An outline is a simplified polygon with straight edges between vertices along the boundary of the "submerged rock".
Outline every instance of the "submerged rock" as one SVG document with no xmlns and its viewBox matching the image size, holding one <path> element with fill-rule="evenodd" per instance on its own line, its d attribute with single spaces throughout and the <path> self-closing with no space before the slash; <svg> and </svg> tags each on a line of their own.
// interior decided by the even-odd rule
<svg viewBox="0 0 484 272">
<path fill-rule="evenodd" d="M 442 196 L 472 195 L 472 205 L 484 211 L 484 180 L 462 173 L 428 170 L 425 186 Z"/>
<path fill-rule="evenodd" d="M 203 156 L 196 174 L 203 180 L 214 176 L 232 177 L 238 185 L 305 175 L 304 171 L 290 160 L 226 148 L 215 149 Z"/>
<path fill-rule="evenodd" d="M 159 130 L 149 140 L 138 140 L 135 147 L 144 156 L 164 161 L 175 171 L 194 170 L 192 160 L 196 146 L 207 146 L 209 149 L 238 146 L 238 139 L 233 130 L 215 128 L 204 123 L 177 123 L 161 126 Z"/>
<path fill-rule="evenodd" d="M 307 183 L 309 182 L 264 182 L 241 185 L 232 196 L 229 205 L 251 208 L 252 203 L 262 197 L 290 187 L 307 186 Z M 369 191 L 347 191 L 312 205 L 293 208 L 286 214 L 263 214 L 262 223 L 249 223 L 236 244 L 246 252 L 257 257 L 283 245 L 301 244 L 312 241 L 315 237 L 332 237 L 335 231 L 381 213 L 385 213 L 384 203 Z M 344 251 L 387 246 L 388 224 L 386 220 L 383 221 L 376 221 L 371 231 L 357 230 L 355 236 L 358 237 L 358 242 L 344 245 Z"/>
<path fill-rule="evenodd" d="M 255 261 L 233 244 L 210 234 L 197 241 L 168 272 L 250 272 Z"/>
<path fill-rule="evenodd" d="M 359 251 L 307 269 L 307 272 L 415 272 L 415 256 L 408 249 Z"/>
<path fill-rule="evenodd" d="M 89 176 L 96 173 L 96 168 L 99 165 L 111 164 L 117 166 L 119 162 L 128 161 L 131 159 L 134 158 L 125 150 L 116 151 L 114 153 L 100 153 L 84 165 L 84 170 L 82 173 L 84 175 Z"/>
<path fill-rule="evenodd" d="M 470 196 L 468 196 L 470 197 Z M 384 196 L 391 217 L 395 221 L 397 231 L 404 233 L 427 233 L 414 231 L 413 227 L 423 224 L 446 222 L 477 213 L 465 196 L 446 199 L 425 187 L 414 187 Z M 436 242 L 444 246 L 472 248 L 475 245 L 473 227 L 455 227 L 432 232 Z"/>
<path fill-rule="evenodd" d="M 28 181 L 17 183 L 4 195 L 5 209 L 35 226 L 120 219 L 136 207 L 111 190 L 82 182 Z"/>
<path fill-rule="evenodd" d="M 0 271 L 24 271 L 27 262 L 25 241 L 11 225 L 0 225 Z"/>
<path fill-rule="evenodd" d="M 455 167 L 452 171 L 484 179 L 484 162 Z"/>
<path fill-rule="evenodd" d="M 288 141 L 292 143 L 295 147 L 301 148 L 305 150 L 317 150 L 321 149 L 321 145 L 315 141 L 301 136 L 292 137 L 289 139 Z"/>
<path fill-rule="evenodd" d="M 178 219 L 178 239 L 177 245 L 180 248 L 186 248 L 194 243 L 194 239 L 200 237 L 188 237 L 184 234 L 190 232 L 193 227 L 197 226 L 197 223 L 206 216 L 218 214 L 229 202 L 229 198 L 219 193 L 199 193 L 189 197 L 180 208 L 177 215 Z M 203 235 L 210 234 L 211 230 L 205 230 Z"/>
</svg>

____________

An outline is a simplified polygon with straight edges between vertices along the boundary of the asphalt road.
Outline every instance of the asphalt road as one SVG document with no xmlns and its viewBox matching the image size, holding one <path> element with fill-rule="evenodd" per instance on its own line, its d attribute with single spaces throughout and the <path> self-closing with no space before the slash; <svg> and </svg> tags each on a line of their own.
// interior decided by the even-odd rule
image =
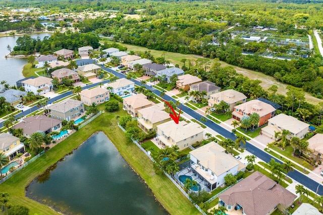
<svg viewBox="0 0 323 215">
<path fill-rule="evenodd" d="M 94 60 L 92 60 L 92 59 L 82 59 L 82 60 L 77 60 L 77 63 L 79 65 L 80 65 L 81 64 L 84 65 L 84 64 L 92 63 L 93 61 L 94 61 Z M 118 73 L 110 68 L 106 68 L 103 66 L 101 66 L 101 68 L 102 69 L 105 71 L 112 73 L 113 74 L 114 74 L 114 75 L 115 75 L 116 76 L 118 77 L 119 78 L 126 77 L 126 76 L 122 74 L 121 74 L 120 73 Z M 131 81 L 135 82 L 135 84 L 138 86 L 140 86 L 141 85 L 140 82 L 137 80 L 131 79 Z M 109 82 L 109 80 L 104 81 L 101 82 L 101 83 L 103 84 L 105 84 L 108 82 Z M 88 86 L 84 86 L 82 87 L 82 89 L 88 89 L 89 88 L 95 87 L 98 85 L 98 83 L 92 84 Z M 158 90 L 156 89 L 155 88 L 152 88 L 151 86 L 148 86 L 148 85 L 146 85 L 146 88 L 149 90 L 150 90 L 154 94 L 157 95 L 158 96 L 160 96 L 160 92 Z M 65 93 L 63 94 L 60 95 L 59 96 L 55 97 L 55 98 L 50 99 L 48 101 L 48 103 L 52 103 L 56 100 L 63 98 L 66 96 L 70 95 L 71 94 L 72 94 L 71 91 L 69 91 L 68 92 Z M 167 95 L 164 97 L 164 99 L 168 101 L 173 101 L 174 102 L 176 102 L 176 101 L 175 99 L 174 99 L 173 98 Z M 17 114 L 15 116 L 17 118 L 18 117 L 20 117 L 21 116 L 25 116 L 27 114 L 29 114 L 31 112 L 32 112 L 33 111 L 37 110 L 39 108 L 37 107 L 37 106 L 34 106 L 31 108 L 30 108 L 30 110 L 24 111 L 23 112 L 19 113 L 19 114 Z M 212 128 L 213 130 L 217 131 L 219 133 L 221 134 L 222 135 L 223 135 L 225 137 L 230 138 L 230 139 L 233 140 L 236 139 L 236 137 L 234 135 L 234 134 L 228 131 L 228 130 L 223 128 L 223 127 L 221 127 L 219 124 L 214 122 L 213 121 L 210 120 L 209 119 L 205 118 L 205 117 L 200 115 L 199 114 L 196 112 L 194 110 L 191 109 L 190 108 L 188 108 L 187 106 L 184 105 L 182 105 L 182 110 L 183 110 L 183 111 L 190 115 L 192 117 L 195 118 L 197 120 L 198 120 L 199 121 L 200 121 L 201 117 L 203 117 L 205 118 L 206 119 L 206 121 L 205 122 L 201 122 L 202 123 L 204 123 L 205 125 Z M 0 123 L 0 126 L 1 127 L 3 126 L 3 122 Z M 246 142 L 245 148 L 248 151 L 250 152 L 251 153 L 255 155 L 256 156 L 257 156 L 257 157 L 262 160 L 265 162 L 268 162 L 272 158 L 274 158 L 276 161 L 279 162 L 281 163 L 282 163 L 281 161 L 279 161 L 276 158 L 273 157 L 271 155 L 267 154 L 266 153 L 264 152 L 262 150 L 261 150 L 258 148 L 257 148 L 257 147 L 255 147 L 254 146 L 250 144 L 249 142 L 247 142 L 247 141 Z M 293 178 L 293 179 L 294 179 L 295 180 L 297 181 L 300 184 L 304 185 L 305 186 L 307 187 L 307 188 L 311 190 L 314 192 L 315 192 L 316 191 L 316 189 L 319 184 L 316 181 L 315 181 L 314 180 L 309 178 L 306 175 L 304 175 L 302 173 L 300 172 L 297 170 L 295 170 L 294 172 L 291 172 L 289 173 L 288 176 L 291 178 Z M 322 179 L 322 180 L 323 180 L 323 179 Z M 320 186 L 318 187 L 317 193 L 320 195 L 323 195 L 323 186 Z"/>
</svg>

____________

▶ Problem details
Count the rows above that contain the string "matching" and reply with that number alone.

▶ Task output
2